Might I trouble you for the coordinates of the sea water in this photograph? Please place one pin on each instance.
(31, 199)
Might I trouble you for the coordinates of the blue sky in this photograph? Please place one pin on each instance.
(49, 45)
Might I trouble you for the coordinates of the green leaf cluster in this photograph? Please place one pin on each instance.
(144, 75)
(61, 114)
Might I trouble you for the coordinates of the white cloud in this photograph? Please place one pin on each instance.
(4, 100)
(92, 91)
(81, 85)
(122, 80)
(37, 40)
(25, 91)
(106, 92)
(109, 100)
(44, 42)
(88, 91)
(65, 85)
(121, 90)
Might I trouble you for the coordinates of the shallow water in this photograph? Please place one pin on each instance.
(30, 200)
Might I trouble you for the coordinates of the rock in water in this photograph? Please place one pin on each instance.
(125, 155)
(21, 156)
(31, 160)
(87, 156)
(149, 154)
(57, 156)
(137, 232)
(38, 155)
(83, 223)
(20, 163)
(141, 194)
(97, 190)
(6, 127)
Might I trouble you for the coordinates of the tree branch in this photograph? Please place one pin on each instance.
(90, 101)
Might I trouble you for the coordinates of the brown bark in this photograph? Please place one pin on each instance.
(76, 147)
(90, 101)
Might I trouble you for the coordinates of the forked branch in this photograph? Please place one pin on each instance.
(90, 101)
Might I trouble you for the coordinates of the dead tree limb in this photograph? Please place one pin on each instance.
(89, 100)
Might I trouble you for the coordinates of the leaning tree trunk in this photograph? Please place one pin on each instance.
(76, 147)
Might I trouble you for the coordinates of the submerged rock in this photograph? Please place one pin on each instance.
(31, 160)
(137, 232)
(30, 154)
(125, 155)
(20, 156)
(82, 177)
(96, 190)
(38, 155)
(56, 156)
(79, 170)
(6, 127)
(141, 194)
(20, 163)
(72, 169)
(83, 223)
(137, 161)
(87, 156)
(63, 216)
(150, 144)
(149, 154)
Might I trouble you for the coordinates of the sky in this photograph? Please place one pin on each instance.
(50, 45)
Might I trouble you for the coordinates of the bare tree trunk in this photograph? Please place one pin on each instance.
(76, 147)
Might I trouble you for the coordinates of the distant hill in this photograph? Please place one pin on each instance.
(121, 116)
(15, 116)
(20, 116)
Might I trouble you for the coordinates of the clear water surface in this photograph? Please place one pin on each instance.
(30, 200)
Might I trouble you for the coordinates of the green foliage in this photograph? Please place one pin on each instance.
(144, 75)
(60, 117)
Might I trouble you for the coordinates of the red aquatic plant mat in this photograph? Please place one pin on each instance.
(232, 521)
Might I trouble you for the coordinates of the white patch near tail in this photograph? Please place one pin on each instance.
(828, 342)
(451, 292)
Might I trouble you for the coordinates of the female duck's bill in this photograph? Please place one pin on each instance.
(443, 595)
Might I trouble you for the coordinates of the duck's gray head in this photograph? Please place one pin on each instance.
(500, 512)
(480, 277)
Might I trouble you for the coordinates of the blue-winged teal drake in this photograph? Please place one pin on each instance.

########

● OBJECTIVE
Each record above should be returned exactly as it appears.

● SOLUTION TO THIS EXERCISE
Might I trouble you for the coordinates of the sea water in this photograph? Please place one pin on each instance.
(31, 199)
Might I trouble you for the coordinates of the blue sky in this photograph? Please place one pin on each instance.
(49, 45)
Might I trouble you for the coordinates of the green leaf cluster in this photograph? Please place one pin on each instance.
(144, 75)
(61, 114)
Might I trouble you for the coordinates of the white cloud in this photograph? Please place one pin on each instance.
(4, 100)
(92, 91)
(81, 85)
(122, 80)
(37, 40)
(25, 91)
(106, 92)
(109, 100)
(44, 42)
(88, 91)
(65, 85)
(121, 90)
Might I trouble you for the coordinates of the shallow water in this photograph? Please place one pin on each instance.
(30, 200)
Might I trouble you for the coordinates of the rock in water in this photograph? Please place one pin on each instance.
(125, 155)
(21, 156)
(31, 160)
(87, 156)
(149, 154)
(57, 156)
(137, 232)
(38, 155)
(83, 223)
(20, 163)
(141, 194)
(97, 190)
(6, 127)
Might I trouble you for the coordinates of the tree branch in this photograph? Please place one pin on each instance.
(90, 101)
Might I trouble you for the coordinates of the brown bark in this photograph? Please place one pin on each instance.
(76, 147)
(90, 101)
Might I trouble you for the coordinates of the forked branch in this photograph? Please place one pin on each instance.
(90, 101)
Might I trouble you for the coordinates of the dead tree limb in this photograph? Please place one pin on each instance.
(89, 100)
Might I trouble you for the coordinates of the leaning tree trunk in this photograph? Please place one pin on each instance.
(76, 147)
Might I trouble you for the coordinates of the submerged rock in this photograph? Please place one pin on each instance.
(31, 160)
(137, 232)
(30, 154)
(125, 155)
(20, 156)
(82, 177)
(96, 190)
(38, 155)
(56, 156)
(79, 170)
(6, 127)
(141, 194)
(20, 163)
(72, 169)
(83, 223)
(137, 161)
(87, 156)
(63, 216)
(150, 144)
(149, 154)
Might I trouble you for the coordinates of the sky in this photograph? Please place one pin on each instance.
(50, 45)
Might I trouble you for the coordinates of the bare tree trunk in this photograph? Please place one pin on each instance.
(76, 147)
Might I trouble you for the coordinates of the distant hill in this photograph? Please place one pin on each instance.
(121, 116)
(15, 116)
(20, 116)
Might I trouble you for the coordinates of the clear water surface in this photograph? Please place one pin on each instance.
(30, 200)
Might I trouble you for the coordinates of the green foliage in this photograph? Please place one pin on each instance.
(144, 75)
(60, 117)
Might I trouble you for the coordinates of the red aquatic plant mat in this photograph? Please place one pin on each instance.
(232, 521)
Might I trouble you for the coordinates of the white patch near tail in this photograph? Please place one pin on each instance.
(828, 342)
(451, 292)
Might I trouble you for the coordinates of the female duck's bill in this photograph? Please place one pin on each instance.
(443, 595)
Might I trouble you for the coordinates of the duck's gray head in this photograph? Please place one pin on each instance.
(500, 512)
(480, 277)
Might I trouble you for the coordinates of the blue-winged teal drake in this photograph? Please place one pin on each instance.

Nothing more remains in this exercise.